### Supplied records
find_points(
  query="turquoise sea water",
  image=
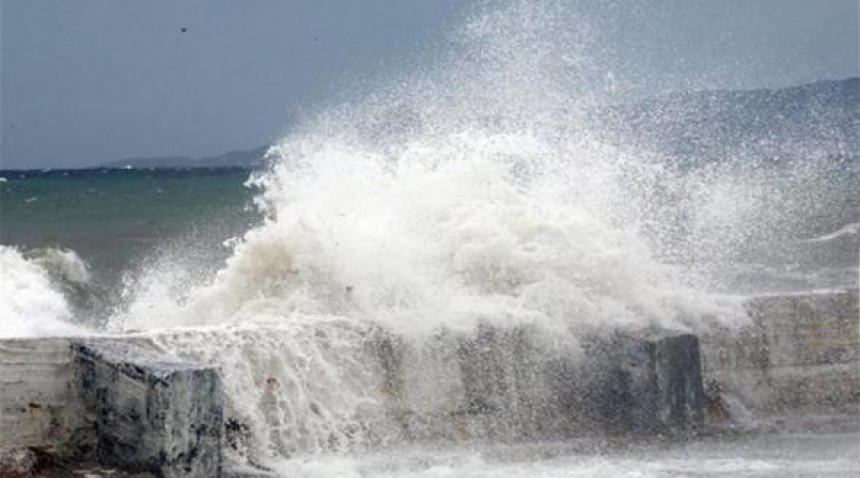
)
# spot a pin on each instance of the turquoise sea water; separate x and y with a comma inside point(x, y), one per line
point(112, 217)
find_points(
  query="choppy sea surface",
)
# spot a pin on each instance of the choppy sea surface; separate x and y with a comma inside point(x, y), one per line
point(476, 190)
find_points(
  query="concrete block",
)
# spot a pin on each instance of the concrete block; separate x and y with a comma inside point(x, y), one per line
point(646, 383)
point(799, 351)
point(150, 412)
point(36, 403)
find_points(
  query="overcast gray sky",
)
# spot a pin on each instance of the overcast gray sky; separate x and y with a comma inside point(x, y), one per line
point(88, 81)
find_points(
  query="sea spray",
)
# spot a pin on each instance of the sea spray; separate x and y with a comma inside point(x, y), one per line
point(32, 286)
point(433, 257)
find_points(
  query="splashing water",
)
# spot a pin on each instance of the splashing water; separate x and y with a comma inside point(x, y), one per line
point(32, 303)
point(472, 196)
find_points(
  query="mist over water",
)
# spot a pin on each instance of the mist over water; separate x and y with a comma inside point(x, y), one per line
point(476, 189)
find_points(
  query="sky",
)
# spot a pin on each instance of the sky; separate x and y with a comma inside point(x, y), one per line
point(91, 81)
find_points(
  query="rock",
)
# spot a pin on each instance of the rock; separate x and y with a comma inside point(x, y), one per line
point(646, 383)
point(17, 462)
point(149, 411)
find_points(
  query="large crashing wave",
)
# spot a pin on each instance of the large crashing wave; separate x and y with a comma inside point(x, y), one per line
point(468, 191)
point(467, 196)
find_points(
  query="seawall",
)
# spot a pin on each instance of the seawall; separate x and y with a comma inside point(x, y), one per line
point(124, 402)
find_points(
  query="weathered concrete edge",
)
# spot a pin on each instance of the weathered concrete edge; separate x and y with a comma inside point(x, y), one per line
point(799, 351)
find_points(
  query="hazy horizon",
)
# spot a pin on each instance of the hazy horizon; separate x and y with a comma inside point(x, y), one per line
point(98, 81)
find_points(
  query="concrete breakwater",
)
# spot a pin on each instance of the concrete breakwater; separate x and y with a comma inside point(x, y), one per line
point(124, 402)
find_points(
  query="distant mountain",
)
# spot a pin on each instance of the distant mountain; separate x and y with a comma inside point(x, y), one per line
point(253, 158)
point(817, 118)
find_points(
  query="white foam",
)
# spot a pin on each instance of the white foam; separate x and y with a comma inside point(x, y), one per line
point(31, 305)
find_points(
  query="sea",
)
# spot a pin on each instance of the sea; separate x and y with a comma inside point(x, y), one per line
point(473, 191)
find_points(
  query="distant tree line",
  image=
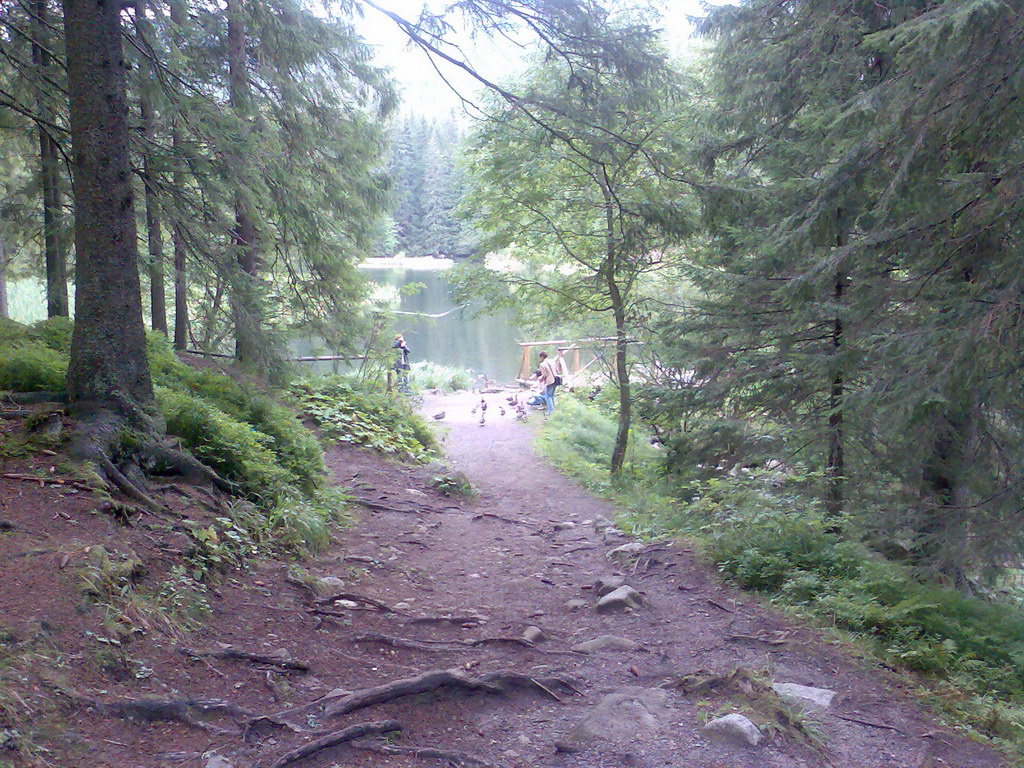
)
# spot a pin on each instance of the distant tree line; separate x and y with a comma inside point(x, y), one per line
point(426, 186)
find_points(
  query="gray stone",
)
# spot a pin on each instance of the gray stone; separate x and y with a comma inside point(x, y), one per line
point(627, 550)
point(327, 586)
point(622, 599)
point(804, 695)
point(625, 716)
point(612, 535)
point(534, 635)
point(733, 729)
point(606, 642)
point(607, 584)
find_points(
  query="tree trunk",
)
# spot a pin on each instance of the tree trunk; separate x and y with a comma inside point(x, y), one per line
point(619, 312)
point(246, 299)
point(56, 265)
point(154, 232)
point(178, 17)
point(836, 465)
point(623, 373)
point(109, 368)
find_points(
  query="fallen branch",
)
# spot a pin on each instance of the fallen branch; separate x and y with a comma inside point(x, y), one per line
point(481, 515)
point(851, 719)
point(358, 599)
point(52, 480)
point(442, 645)
point(473, 621)
point(458, 759)
point(244, 655)
point(338, 737)
point(127, 487)
point(383, 507)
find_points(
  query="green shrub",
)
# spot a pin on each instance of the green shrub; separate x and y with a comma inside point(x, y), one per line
point(348, 414)
point(294, 446)
point(33, 368)
point(232, 448)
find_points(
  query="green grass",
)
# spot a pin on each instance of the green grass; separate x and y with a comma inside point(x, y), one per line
point(773, 539)
point(347, 412)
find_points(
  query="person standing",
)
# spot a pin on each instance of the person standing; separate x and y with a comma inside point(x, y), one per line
point(550, 380)
point(401, 363)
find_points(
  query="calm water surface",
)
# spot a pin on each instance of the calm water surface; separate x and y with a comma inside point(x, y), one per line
point(484, 345)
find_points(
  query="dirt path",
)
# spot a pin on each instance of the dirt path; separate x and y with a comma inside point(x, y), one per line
point(463, 581)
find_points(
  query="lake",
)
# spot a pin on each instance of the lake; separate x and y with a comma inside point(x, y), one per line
point(484, 345)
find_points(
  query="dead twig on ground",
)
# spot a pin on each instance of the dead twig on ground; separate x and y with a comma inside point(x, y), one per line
point(451, 645)
point(51, 480)
point(377, 506)
point(859, 721)
point(472, 621)
point(244, 655)
point(458, 759)
point(481, 515)
point(352, 597)
point(335, 738)
point(343, 702)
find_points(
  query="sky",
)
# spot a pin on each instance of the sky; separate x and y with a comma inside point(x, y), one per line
point(423, 88)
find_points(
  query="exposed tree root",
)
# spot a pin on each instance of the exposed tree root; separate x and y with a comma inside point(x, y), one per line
point(127, 487)
point(49, 480)
point(449, 645)
point(458, 759)
point(343, 702)
point(338, 737)
point(186, 711)
point(470, 621)
point(481, 515)
point(244, 655)
point(358, 599)
point(383, 507)
point(173, 461)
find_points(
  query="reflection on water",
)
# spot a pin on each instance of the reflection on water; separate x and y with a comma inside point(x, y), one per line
point(484, 345)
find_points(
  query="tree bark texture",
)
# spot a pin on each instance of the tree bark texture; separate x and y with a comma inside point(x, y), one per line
point(109, 364)
point(4, 309)
point(247, 310)
point(49, 177)
point(619, 311)
point(178, 17)
point(836, 464)
point(154, 231)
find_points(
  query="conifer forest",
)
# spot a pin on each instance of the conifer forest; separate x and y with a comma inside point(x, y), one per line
point(800, 237)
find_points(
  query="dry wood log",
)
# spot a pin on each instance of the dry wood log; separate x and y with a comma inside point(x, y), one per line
point(335, 738)
point(343, 702)
point(458, 759)
point(51, 480)
point(244, 655)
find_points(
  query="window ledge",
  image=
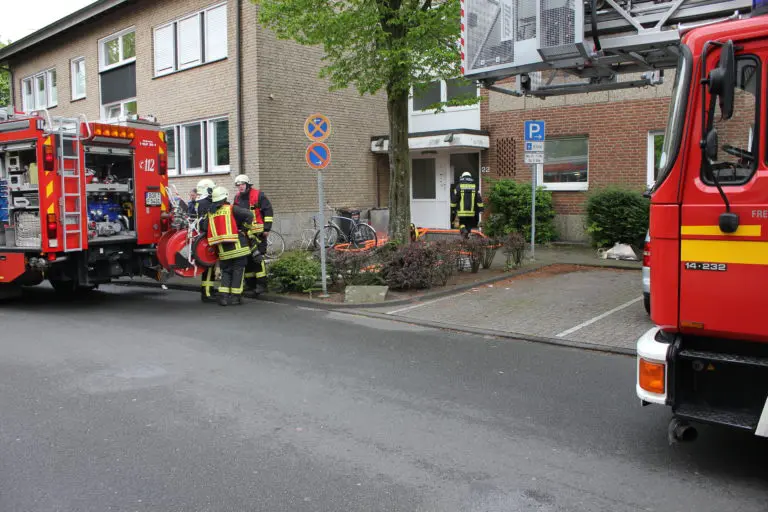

### What to do
Tally the lines in the rows above that contain the string "white" with case matching exactly, and reply with only that number.

### Solution below
2